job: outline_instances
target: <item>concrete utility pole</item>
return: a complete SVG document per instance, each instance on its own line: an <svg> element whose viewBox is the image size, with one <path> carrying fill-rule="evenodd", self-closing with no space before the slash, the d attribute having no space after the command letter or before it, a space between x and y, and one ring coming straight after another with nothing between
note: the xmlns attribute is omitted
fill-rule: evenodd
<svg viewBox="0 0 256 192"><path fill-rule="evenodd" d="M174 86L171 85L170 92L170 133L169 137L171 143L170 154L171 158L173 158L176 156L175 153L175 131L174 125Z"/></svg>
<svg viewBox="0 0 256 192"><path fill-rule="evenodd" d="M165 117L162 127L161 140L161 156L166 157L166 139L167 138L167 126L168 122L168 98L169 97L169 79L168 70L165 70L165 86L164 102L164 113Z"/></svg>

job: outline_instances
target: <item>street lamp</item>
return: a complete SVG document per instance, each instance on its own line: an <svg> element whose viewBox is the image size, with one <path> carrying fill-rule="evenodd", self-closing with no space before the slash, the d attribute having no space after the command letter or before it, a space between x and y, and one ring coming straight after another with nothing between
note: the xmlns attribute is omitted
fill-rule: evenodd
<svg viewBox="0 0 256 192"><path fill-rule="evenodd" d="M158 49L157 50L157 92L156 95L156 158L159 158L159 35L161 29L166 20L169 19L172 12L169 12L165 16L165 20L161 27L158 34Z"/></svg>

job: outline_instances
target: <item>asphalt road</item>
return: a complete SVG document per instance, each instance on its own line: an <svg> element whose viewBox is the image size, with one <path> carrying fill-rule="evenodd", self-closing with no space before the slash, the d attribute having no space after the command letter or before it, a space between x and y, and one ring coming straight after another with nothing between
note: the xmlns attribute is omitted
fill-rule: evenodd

Given request: Reproduce every one of the records above word for word.

Task solution:
job: outline_instances
target: <item>concrete utility pole</item>
return: a complete SVG document per instance, each instance on its own line: an <svg> element whose viewBox is the image size, with one <path> carrying fill-rule="evenodd", self-closing with no space before the slash, the d attribute having no space after the command letter or before it, a space between x and y, and one ring coming straight after another with nothing between
note: the xmlns attribute is omitted
fill-rule: evenodd
<svg viewBox="0 0 256 192"><path fill-rule="evenodd" d="M174 86L171 85L170 92L170 133L169 137L171 143L170 154L171 158L173 158L176 156L175 153L175 131L174 125Z"/></svg>
<svg viewBox="0 0 256 192"><path fill-rule="evenodd" d="M165 117L162 127L161 140L161 156L166 157L166 139L167 138L167 126L168 122L168 98L169 97L169 79L168 70L165 70L165 86L164 102L164 113Z"/></svg>

job: outline_instances
target: <item>street lamp</item>
return: a complete SVG document per instance, each instance on its own line: an <svg> element whose viewBox is the image size, with one <path> carrying fill-rule="evenodd", self-closing with no space before the slash, the d attribute having no space after the command letter or before it, a space between x and y, and one ring coming straight after another with nothing between
note: the xmlns attribute is omitted
fill-rule: evenodd
<svg viewBox="0 0 256 192"><path fill-rule="evenodd" d="M158 49L157 50L157 92L156 95L156 158L159 158L159 35L161 29L166 20L169 19L172 12L169 12L165 16L165 20L161 27L158 34Z"/></svg>

job: outline_instances
target: <item>asphalt road</item>
return: a complete SVG document per instance, each instance on its own line: an <svg> element whose viewBox is the image size, with one <path> carrying fill-rule="evenodd", self-closing with no space before the slash, the d attribute having no space after the command letter or before it, a space between x and y, and one ring coming straight after another with nothing between
note: the xmlns attribute is omitted
fill-rule: evenodd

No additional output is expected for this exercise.